• STATED TASK: Output exactly the lines from the line with "Tag a point on every instance of the front" through the end of the records below. Include nothing else.

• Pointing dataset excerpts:
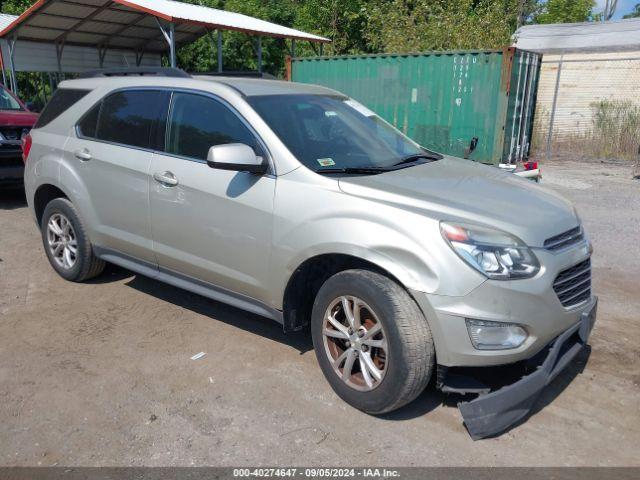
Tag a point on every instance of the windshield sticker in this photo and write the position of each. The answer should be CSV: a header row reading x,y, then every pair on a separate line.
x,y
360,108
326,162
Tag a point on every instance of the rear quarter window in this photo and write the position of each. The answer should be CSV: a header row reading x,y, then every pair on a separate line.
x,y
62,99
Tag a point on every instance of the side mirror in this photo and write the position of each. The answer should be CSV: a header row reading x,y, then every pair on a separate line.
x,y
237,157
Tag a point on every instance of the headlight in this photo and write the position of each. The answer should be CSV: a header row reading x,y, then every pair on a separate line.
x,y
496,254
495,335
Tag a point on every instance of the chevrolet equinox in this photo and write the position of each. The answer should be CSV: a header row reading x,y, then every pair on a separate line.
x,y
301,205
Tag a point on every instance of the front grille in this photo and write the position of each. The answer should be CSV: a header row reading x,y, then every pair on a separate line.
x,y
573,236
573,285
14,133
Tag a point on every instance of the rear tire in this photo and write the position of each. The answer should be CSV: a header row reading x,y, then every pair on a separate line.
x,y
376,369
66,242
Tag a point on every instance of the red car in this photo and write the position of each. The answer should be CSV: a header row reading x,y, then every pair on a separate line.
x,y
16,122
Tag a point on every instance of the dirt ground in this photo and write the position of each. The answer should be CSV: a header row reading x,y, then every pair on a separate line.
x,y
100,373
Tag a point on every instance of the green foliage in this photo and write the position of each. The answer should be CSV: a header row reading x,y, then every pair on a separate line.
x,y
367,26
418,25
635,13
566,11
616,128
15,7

• SOLUTION TO THE PROBLEM:
Tag a point on every instance of the front grille in this photo and write the position of each. The answer should be CSV: a header row reading x,y, then every pair on a separate line.
x,y
573,236
573,285
14,133
Tag a point on every instance of the rear tire in this photo and write the position of each. The answer should be CSV: a header row reading x,y, then every pair on a separate line.
x,y
376,369
66,242
Tag a point on every instance of the red car in this photo and write the position of each. The answer should be CSV: a header row reading x,y, then every pair on a separate line.
x,y
16,122
Tag a point on every instance of the dirt ground in this photo and write the position of each. The answer should be CSV: a header row reading x,y, then every pair on a separate line.
x,y
100,373
Tag a point on every instance of the green foliage in this photo and write the position of each. The answer should be CSV: a header row reading x,y, then every pair on a separate line.
x,y
367,26
418,25
635,13
566,11
616,128
15,7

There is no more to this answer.